● Source
* Start *

[vectorIntrinsics+mask] RFR: 8270349: Initial X86 backend support for optimizing masking operations on AVX512 targets. [v3]

Fri Aug 13 18:24:16 UTC 2021

On Thu, 12 Aug 2021 20:25:00 GMT, Sandhya Viswanathan <sviswanathan at openjdk.org> wrote:

>> Jatin Bhateja has updated the pull request with a new target base due to a merge or a rebase. The pull request now contains five commits:
>> 
>>  - 8270349: Review comments resolution.
>>  - Merge branch 'vectorIntrinsics+mask' of http://github.com/openjdk/panama-vector into JDK-8270349
>>  - 8270349: Merge with latest vectorIntrinsics+mask tip + extend backend support for XorV,AndV,OrV and Compare masked operations.
>>  - 8270349: Fix for 32-bit build failure.
>>  - 8270349: Initial X86 backend support for optimizing masking operations on AVX512 targets.
>
> src/hotspot/cpu/x86/macroAssembler_x86.cpp line 8449:
> 
>> 8447:     kshiftrbl(kscratch, kscratch, 8-masklen);
>> 8448:     kandbl(kscratch, kscratch, src);
>> 8449:     ktestbl(kscratch, kscratch);
> 
> This could be replaced by: ktestbl(kscratch, src);

DONE

> src/hotspot/cpu/x86/macroAssembler_x86.cpp line 8464:
> 
>> 8462:     kshiftlbl(kscratch, kscratch, masklen);
>> 8463:     korbl(kscratch, kscratch, src);
>> 8464:     kortestbl(kscratch, kscratch);
> 
> This could be replaced by a single instruction:
> kortestbl(kscratch, src);

DONE

> src/hotspot/cpu/x86/x86.ad line 3464:
> 
>> 3462:   %}
>> 3463:   ins_pipe( pipe_slow );
>> 3464: %}
> 
> This is overriding the instructs reinterpret_expand* and reitnerpret_shrink. So doesnt look correct.

Both have different predication condition.

> src/hotspot/share/opto/compile.cpp line 2367:
> 
>> 2365:     case Op_AndV:
>> 2366:     case Op_OrV:
>> 2367:       return n->req() == 2;
> 
> Why the check on #of inputs here? And and Or are always binary isnt it?

This is an interim solution for preventing macro logic optimization over masked logical operations. I have a separate patch for masked macro logic inferencing.

> src/hotspot/share/opto/vector.cpp line 344:
> 
>> 342:   // spilled to a vector though a VectorStoreMaskOperation before actual StoreVector
>> 343:   // operation to vector payload field.
>> 344:   if (is_mask && (value->bottom_type()->isa_vectmask() || bt != T_BOOLEAN)) {
> 
> What happens on platforms that dont support predicate registers. Do we generate extra VectorStoreMask instruction now?

This is as of now agnostic to existence of predication support. We dump the mask object into byte vector which is then used during object re-construction, this simplifies the re-construction logic but yes its an overhead for non-predicated targets. One area of improvement here even for predicated targets is to tie VectorStoreMask to same controlling edge as that of uncommon_trap call so that it does not get scheduled into higher ancestor block. I have taken a note of these points and will try to address in separate subsequent patch.

-------------

PR: https://git.openjdk.java.net/panama-vector/pull/99

* End *

● Written instruction 1
Tally how many lines of the listing below contain the string "blue", and give only that number.

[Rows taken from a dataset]

* Start *

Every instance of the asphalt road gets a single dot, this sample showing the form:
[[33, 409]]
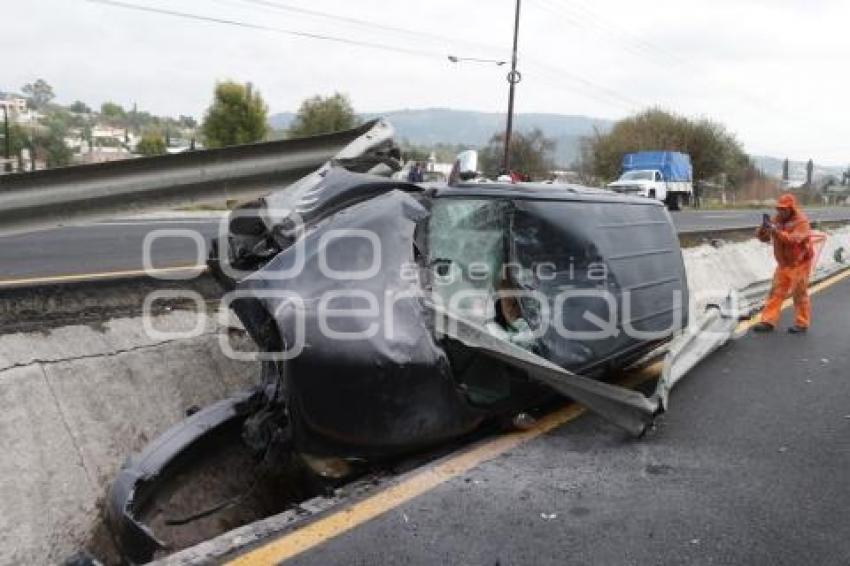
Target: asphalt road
[[117, 246], [699, 220], [103, 247], [749, 466]]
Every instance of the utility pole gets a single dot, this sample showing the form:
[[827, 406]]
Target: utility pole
[[513, 78], [8, 142]]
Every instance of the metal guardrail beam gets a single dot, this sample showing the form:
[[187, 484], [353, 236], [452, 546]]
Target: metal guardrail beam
[[56, 197]]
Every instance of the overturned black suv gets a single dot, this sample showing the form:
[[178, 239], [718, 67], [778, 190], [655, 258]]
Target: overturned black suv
[[393, 316]]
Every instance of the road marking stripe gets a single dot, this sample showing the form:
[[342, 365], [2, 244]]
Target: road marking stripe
[[433, 475], [417, 483], [103, 275]]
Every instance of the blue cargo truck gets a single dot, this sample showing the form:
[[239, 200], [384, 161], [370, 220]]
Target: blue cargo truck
[[663, 175]]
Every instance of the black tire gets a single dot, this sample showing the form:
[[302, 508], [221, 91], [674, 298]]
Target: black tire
[[674, 202]]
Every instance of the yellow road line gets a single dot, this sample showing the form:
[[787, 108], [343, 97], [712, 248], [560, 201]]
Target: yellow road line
[[422, 481], [416, 484], [102, 275]]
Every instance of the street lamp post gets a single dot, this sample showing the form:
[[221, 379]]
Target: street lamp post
[[513, 78], [8, 142]]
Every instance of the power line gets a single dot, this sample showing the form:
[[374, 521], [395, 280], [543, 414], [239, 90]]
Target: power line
[[290, 32], [603, 94], [280, 6]]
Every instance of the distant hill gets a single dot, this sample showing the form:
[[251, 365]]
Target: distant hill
[[434, 125], [772, 166]]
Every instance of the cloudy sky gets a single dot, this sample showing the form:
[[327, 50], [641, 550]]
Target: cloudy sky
[[773, 71]]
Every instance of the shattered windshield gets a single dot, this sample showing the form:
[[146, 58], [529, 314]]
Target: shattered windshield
[[467, 250]]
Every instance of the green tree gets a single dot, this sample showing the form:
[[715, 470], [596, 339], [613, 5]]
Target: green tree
[[39, 93], [318, 115], [237, 115], [151, 144], [714, 151], [48, 142], [112, 111], [531, 154], [79, 107]]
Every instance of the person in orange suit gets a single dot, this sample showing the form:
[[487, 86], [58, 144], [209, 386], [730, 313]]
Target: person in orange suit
[[790, 232]]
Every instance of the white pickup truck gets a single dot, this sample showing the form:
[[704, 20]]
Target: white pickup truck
[[662, 175]]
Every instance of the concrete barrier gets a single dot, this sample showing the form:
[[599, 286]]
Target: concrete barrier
[[75, 401], [715, 269]]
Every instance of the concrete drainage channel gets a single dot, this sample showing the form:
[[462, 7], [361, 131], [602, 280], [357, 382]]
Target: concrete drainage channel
[[82, 385]]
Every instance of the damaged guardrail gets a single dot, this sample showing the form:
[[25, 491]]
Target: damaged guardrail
[[55, 197], [627, 408]]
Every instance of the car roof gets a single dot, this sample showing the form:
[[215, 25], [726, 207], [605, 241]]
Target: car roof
[[538, 191]]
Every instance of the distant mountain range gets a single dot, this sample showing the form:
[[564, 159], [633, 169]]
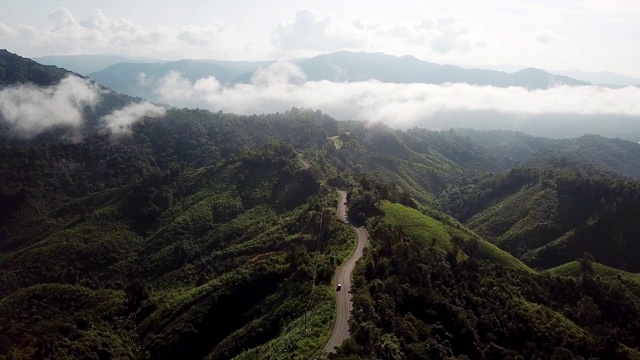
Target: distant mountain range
[[86, 64], [139, 79], [606, 78]]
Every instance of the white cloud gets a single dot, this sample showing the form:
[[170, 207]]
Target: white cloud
[[29, 110], [311, 31], [6, 31], [400, 105], [120, 121], [102, 34], [545, 37]]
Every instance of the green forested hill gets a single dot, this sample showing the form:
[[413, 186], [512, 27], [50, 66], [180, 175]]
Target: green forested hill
[[211, 235], [548, 217], [412, 301], [616, 155], [16, 69]]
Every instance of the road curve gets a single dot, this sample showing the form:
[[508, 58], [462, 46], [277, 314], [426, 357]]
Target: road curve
[[343, 276]]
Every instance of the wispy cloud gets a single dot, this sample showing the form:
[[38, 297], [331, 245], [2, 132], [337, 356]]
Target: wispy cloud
[[400, 105], [119, 121], [29, 110], [103, 34]]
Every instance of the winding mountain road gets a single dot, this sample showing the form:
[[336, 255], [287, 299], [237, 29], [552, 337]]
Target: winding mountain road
[[343, 276]]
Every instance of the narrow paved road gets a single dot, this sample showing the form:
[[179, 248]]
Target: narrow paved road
[[343, 276]]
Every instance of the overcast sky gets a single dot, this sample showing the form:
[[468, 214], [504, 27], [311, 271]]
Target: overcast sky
[[509, 34]]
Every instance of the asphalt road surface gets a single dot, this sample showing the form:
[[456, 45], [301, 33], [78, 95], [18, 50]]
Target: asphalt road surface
[[343, 276]]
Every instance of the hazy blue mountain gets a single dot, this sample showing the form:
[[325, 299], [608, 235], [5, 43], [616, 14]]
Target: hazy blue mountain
[[140, 79], [342, 66], [86, 64], [362, 66], [601, 78]]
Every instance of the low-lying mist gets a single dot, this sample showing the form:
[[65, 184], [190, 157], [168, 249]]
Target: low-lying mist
[[28, 110], [560, 111]]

* End *

● Written instruction 2
Using the review thread, answer each of these briefly:
(a) How many commits does the pull request contain?
(b) What single instruction was proposed for the code at line 8464 of macroAssembler_x86.cpp?
(c) According to the reply on compile.cpp line 2367, what does the check on the number of inputs prevent?

● Correct output 1
4

● Correct output 2
(a) Five.
(b) kortestbl(kscratch, src);
(c) Macro logic optimization over masked logical operations.